**Work instruction**
In the text on shared childcare during the lockdown, how many households do the Family Court guidelines allow to share a bubble?

──────── Selected text

Broken bubbles, breached family court orders and children who haven't seen their parents in weeks - that's how many families with shared childcare arrangements are describing their experience of the lockdown.
They say the guidelines issued by the Family Court for the COVID-19 crisis are too broad and the shift to level 3 brings no relief.
When the alert level 4 conditions were announced last month, there was confusion among many parents who shared care of their children.
Hundreds flocked to social media support pages asking for clarity.
Family lawyer Erin Ebborn said her office was immediately flooded with questions.
"We started to receive phone calls very quickly after the Monday when it was announced we were going to level 4," Ebborn said.
"There was a lot of changing information as decisions were made and I think that's only to be expected and so it was really tricky."
For many blended families - their one bubble already extended to at least two more bubbles with several children in the home under shared childcare arrangements.
But Ebborn said the guidelines issued by the Family Court around shared childcare arrangements in lockdown were broad and only include two households sharing a bubble.
It also says only children whose parents lived within an hour's drive of each other could continue their arrangements.
That meant tough calls for thousands of parents in New Zealand.
"Parents making a decision when the level 4 lockdown was announced about what they might do for the next four weeks - well four weeks on, they might not be quite as willing to continue with the decision that was made," Ebborn said.

────────────────
──────── Records shown

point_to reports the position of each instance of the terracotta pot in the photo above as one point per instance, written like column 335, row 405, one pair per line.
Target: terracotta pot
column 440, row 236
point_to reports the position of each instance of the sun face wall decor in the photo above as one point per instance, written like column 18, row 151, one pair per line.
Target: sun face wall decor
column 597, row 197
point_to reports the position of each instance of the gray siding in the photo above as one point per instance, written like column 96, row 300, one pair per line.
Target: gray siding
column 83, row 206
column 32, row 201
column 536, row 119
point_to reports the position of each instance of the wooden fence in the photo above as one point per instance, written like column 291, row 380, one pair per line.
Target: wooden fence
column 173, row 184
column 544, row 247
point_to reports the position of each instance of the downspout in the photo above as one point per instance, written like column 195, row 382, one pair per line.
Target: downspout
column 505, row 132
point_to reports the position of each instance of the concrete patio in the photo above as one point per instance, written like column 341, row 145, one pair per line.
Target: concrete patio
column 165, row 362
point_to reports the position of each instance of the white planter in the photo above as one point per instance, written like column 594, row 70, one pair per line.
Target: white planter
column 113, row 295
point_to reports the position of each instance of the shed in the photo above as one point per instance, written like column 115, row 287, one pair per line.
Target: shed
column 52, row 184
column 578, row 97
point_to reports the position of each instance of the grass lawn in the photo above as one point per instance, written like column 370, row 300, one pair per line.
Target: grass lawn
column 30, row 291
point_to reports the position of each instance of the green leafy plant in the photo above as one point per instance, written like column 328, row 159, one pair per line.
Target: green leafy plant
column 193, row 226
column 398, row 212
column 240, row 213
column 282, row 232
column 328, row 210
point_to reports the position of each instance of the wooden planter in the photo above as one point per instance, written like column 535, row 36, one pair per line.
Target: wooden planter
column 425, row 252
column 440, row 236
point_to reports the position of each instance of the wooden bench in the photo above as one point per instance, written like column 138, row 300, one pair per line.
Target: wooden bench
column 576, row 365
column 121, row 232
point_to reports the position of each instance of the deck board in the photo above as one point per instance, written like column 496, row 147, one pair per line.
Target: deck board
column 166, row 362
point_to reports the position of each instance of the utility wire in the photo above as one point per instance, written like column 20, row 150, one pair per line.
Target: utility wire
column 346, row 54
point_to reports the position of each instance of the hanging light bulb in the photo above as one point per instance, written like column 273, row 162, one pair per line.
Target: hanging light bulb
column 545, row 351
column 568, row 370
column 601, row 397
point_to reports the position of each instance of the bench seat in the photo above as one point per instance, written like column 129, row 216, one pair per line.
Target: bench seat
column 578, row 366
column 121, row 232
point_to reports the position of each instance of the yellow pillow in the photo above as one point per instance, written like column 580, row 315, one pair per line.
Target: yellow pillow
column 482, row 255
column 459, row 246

────────────────

**Result of the task**
Two households.